- DIRECTION 1 -
Copy the passage of the Dieppe post from "Dust bunnies and Dieppe" up to and including "met his death.", word for word.

Dust bunnies and Dieppe
August 20, 2011
I cleaned the house this morning. It’s stinking hot outside and the house isn’t all that dirty, but cleaning is the only antidote for the combination of melancholy and anxiety that hangs over me as I await the appearance of my book. It’s due out in September. I don’t know what to do with myself, and despite my resolution not to waste the intervening time, I feel like I’m spinning my wheels.
As I swore and grunted my way through the vacuuming it struck me that none of this would be happening if sixty-nine years ago today my great uncle Howard McTavish had not set out with five thousand other Canadians to the shores of Dieppe and met his death.
The raid did not bring victory, and victory certainly did not bring peace to the world. When the war ended, another set of problems cropped up to take its place, and another, and another. The headlines today are about the troubles in Syria, our economic roller coaster, and a suicide bomber in Afghanistan. Still, I’m sure that as my great uncle prepared himself and his men for battle, he told himself he was doing it for me — or at least for my generation. He hoped that over a half century later a woman in Canada might have the luxury of complaining about dust bunnies and lamenting the end of a summer she never quite allowed herself to enjoy. He would also have wanted me remember him.
And I do — because, back in 1942, my grandmother, Mona Gould heard about her brother’s death, along with the families of over a thousand other men. She was a poet, and turned to her craft to make sense of the event. The result was “This Was My Brother,” which several months later appeared in newspapers across the country as part of a campaign for victory bonds. It is reprinted in schoolbooks and anthologies to this day.
There were many illusions propagated about the Dieppe raid, not only in the news, but years later, in Mona’s living room. In grooming me for a literary life, she told me that writing the poem had been cathartic for her. It was her triumph, as Dieppe had been Howard’s. Yet her bloated, alcoholic body said everything her words did not: she was in terrible pain.

Coordinate annotation records:
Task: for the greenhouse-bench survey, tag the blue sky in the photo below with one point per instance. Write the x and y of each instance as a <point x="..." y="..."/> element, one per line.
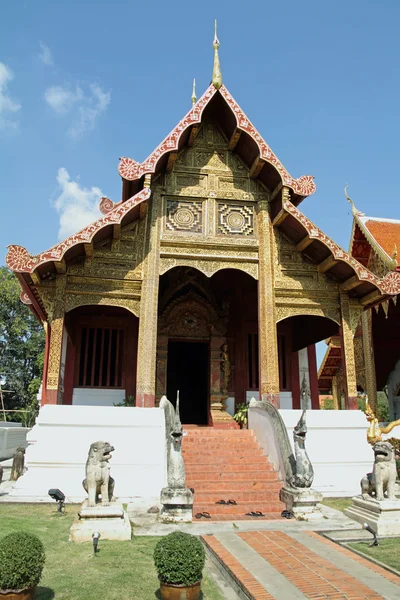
<point x="83" y="83"/>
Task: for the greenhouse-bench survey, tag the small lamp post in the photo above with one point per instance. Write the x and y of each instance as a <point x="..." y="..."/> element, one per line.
<point x="372" y="532"/>
<point x="95" y="537"/>
<point x="59" y="497"/>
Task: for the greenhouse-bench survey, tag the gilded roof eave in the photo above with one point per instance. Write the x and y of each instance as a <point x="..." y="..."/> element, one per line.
<point x="19" y="260"/>
<point x="131" y="170"/>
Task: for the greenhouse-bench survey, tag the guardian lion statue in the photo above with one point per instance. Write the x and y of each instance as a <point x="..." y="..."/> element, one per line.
<point x="98" y="480"/>
<point x="383" y="477"/>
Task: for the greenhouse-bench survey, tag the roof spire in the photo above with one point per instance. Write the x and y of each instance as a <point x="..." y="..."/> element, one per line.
<point x="217" y="75"/>
<point x="354" y="211"/>
<point x="194" y="97"/>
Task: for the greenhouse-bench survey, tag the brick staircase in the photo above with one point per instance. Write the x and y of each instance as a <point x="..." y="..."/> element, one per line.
<point x="224" y="464"/>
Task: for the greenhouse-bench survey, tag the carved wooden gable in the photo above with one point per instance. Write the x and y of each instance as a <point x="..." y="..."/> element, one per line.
<point x="209" y="191"/>
<point x="293" y="271"/>
<point x="120" y="256"/>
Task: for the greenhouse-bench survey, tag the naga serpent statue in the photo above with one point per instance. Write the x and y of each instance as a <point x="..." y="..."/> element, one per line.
<point x="304" y="473"/>
<point x="374" y="433"/>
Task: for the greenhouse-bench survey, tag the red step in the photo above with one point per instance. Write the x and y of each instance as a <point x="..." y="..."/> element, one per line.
<point x="229" y="464"/>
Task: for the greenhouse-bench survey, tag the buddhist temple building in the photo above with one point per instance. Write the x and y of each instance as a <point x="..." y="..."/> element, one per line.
<point x="206" y="277"/>
<point x="373" y="243"/>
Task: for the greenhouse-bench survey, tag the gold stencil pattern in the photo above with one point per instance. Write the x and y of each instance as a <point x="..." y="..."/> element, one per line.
<point x="184" y="216"/>
<point x="234" y="219"/>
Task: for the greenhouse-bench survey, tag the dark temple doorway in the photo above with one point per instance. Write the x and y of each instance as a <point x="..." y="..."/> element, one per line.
<point x="187" y="372"/>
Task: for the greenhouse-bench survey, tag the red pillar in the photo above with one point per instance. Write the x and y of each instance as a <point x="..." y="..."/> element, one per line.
<point x="313" y="374"/>
<point x="295" y="380"/>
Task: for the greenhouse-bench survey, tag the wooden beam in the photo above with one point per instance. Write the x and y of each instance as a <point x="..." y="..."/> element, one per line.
<point x="304" y="243"/>
<point x="280" y="217"/>
<point x="327" y="264"/>
<point x="35" y="278"/>
<point x="171" y="161"/>
<point x="193" y="134"/>
<point x="371" y="298"/>
<point x="276" y="191"/>
<point x="143" y="206"/>
<point x="88" y="251"/>
<point x="235" y="137"/>
<point x="351" y="283"/>
<point x="116" y="232"/>
<point x="256" y="167"/>
<point x="61" y="266"/>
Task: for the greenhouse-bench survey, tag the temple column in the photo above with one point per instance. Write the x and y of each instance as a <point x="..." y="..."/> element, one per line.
<point x="267" y="334"/>
<point x="349" y="363"/>
<point x="369" y="359"/>
<point x="53" y="381"/>
<point x="147" y="338"/>
<point x="335" y="394"/>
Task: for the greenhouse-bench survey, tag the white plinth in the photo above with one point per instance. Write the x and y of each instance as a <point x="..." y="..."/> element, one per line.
<point x="177" y="505"/>
<point x="382" y="516"/>
<point x="303" y="503"/>
<point x="112" y="522"/>
<point x="59" y="444"/>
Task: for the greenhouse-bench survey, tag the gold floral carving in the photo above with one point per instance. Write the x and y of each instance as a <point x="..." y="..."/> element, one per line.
<point x="348" y="345"/>
<point x="286" y="311"/>
<point x="269" y="367"/>
<point x="74" y="300"/>
<point x="191" y="316"/>
<point x="208" y="267"/>
<point x="369" y="359"/>
<point x="56" y="333"/>
<point x="147" y="337"/>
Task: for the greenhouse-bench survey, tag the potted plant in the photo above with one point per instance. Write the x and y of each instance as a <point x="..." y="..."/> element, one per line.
<point x="179" y="559"/>
<point x="21" y="564"/>
<point x="240" y="415"/>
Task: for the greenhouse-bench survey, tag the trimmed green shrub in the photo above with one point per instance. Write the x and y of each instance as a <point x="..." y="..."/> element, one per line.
<point x="328" y="404"/>
<point x="179" y="558"/>
<point x="21" y="561"/>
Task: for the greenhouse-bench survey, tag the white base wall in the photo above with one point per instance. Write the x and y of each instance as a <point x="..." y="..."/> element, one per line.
<point x="337" y="446"/>
<point x="12" y="436"/>
<point x="59" y="444"/>
<point x="93" y="397"/>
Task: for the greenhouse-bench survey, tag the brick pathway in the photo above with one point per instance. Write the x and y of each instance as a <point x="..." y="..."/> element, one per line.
<point x="290" y="566"/>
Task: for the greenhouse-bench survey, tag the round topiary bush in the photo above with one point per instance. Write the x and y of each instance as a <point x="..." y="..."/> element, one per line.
<point x="179" y="558"/>
<point x="21" y="561"/>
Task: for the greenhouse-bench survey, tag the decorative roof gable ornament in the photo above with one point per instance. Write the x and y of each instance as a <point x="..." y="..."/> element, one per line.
<point x="194" y="97"/>
<point x="216" y="79"/>
<point x="354" y="211"/>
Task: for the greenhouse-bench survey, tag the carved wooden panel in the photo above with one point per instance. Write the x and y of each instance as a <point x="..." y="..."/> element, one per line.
<point x="184" y="216"/>
<point x="235" y="219"/>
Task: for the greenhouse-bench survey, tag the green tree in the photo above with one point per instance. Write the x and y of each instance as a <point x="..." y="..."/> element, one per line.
<point x="21" y="349"/>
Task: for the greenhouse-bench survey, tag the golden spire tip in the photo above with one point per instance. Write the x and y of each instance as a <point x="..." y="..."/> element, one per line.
<point x="217" y="75"/>
<point x="354" y="211"/>
<point x="194" y="97"/>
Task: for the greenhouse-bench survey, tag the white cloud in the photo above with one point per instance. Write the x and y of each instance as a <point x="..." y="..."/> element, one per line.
<point x="46" y="55"/>
<point x="62" y="99"/>
<point x="85" y="107"/>
<point x="77" y="206"/>
<point x="7" y="105"/>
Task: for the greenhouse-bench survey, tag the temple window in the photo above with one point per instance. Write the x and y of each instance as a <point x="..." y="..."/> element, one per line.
<point x="252" y="355"/>
<point x="100" y="358"/>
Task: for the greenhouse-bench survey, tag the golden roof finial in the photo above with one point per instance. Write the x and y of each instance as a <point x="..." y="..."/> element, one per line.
<point x="217" y="75"/>
<point x="394" y="258"/>
<point x="194" y="97"/>
<point x="354" y="211"/>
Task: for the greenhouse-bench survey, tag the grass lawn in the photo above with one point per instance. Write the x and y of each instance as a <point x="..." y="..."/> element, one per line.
<point x="388" y="551"/>
<point x="338" y="503"/>
<point x="121" y="570"/>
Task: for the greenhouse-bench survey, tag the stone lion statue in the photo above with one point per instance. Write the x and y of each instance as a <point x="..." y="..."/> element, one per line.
<point x="98" y="480"/>
<point x="383" y="477"/>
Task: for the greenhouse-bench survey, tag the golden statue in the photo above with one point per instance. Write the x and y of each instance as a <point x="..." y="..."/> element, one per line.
<point x="225" y="367"/>
<point x="374" y="433"/>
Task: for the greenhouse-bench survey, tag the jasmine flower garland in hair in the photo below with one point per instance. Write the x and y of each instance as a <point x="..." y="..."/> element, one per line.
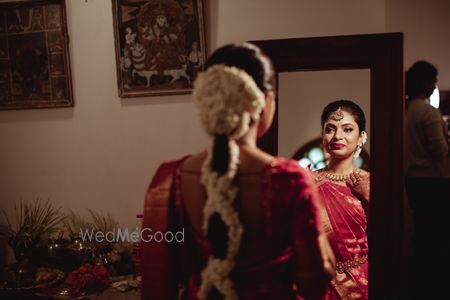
<point x="228" y="99"/>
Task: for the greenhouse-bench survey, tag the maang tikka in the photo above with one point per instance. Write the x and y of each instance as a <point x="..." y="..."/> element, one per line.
<point x="337" y="115"/>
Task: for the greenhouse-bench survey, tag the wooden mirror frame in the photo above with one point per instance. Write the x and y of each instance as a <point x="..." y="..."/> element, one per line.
<point x="383" y="55"/>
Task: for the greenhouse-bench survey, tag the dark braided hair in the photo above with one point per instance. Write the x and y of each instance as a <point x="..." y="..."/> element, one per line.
<point x="255" y="63"/>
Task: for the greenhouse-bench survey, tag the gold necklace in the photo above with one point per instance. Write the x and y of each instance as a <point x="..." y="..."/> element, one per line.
<point x="338" y="177"/>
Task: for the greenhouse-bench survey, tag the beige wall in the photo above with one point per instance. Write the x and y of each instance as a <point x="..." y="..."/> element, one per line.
<point x="101" y="153"/>
<point x="426" y="25"/>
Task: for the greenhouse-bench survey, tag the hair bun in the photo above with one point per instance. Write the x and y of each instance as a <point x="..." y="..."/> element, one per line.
<point x="228" y="99"/>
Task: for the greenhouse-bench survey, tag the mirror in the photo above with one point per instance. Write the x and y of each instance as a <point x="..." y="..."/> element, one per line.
<point x="382" y="54"/>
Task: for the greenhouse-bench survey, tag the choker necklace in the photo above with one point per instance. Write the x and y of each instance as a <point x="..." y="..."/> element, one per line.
<point x="338" y="177"/>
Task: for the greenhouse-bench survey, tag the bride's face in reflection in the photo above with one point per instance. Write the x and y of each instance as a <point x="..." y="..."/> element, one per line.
<point x="340" y="135"/>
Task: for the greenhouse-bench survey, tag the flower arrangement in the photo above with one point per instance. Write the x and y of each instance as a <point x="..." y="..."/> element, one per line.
<point x="34" y="222"/>
<point x="87" y="279"/>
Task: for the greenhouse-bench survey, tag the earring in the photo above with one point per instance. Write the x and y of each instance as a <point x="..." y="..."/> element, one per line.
<point x="357" y="152"/>
<point x="359" y="147"/>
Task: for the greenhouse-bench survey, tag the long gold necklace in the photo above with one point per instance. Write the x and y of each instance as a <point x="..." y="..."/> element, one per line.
<point x="338" y="177"/>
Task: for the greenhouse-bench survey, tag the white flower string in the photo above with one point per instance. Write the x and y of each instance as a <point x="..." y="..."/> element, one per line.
<point x="228" y="100"/>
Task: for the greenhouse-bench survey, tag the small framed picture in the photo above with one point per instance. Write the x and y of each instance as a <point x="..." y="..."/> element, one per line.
<point x="159" y="46"/>
<point x="34" y="55"/>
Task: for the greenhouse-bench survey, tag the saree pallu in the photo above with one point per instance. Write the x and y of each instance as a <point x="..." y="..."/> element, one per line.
<point x="345" y="225"/>
<point x="289" y="201"/>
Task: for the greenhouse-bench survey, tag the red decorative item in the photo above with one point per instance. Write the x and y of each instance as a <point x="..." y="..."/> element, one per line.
<point x="87" y="279"/>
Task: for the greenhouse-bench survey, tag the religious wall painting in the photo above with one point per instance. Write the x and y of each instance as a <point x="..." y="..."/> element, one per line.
<point x="159" y="46"/>
<point x="34" y="55"/>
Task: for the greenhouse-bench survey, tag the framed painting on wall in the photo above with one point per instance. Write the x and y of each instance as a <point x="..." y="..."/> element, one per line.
<point x="159" y="46"/>
<point x="34" y="55"/>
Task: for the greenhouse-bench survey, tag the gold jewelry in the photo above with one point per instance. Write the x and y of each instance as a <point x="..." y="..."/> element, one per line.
<point x="337" y="115"/>
<point x="338" y="177"/>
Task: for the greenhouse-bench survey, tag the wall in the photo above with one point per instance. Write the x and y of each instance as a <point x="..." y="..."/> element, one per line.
<point x="101" y="153"/>
<point x="426" y="25"/>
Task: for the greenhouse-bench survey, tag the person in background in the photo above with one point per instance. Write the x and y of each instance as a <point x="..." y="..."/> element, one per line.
<point x="251" y="220"/>
<point x="345" y="192"/>
<point x="427" y="184"/>
<point x="427" y="144"/>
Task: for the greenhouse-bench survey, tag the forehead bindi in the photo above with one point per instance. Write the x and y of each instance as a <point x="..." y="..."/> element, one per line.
<point x="346" y="119"/>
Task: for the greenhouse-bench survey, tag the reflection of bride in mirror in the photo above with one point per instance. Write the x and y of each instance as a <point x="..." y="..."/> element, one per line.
<point x="345" y="192"/>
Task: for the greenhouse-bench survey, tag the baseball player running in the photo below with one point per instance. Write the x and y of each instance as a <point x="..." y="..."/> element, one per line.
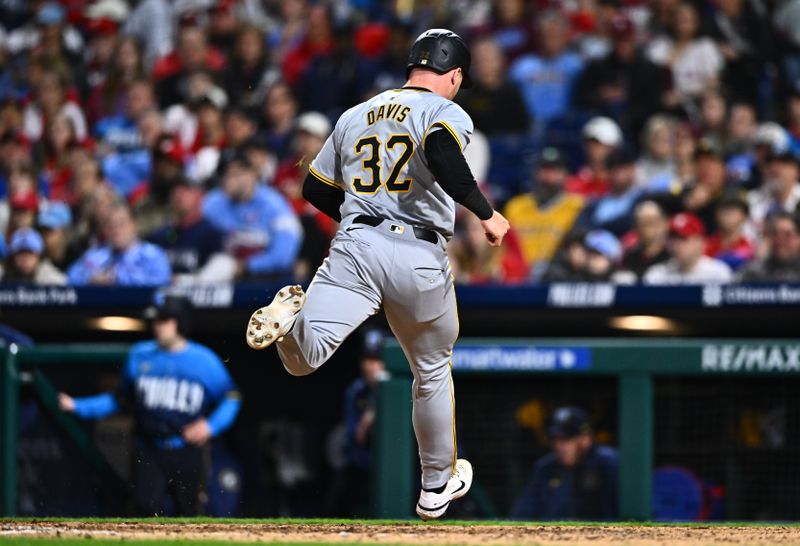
<point x="389" y="174"/>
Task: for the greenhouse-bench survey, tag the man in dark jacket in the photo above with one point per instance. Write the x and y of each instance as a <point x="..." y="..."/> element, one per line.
<point x="624" y="85"/>
<point x="577" y="480"/>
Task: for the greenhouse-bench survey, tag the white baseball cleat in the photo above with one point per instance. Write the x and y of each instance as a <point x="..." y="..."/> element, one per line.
<point x="433" y="505"/>
<point x="269" y="324"/>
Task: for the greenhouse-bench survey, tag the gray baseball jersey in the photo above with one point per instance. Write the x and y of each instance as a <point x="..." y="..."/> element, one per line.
<point x="376" y="155"/>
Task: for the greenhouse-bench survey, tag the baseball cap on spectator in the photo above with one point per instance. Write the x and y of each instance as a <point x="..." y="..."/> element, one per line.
<point x="238" y="157"/>
<point x="685" y="225"/>
<point x="551" y="157"/>
<point x="569" y="422"/>
<point x="734" y="200"/>
<point x="112" y="10"/>
<point x="26" y="240"/>
<point x="314" y="123"/>
<point x="619" y="158"/>
<point x="773" y="136"/>
<point x="603" y="242"/>
<point x="54" y="215"/>
<point x="24" y="200"/>
<point x="214" y="96"/>
<point x="621" y="28"/>
<point x="784" y="157"/>
<point x="604" y="130"/>
<point x="707" y="149"/>
<point x="50" y="14"/>
<point x="170" y="148"/>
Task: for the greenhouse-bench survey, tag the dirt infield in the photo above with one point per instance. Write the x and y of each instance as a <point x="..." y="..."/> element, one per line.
<point x="413" y="534"/>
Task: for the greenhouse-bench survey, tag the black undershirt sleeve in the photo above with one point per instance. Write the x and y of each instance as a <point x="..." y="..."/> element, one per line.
<point x="451" y="171"/>
<point x="322" y="195"/>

- DIRECTION 2 -
Identify each line in the records that contains the string "wooden", matching case exactly, and copy those lines out.

- TASK SOLUTION 1 -
Dust bunnies and Dieppe
August 20, 2011
I cleaned the house this morning. It’s stinking hot outside and the house isn’t all that dirty, but cleaning is the only antidote for the combination of melancholy and anxiety that hangs over me as I await the appearance of my book. It’s due out in September. I don’t know what to do with myself, and despite my resolution not to waste the intervening time, I feel like I’m spinning my wheels.
As I swore and grunted my way through the vacuuming it struck me that none of this would be happening if sixty-nine years ago today my great uncle Howard McTavish had not set out with five thousand other Canadians to the shores of Dieppe and met his death.

- TASK SOLUTION 2 -
Task: for the greenhouse-bench survey, tag the carved wooden gable in the photo above with one point per instance. Write the x and y of each instance as a <point x="..." y="..."/> element, one per line.
Task: for the greenhouse-bench survey, tag the wooden beam in the photo above with one point per instance. Write the x and y of each instance as a <point x="..." y="..."/> element, one per line.
Task: for the greenhouse-bench survey, tag the carved wooden panel in the photo above with one point per instance. Write the x and y of each instance as a <point x="..." y="..."/> element, one per line.
Task: for the greenhouse-bench survey, tag the wooden mirror frame in the photo above with one point per instance. Write the x and y of each instance as a <point x="..." y="..."/> element, one per line.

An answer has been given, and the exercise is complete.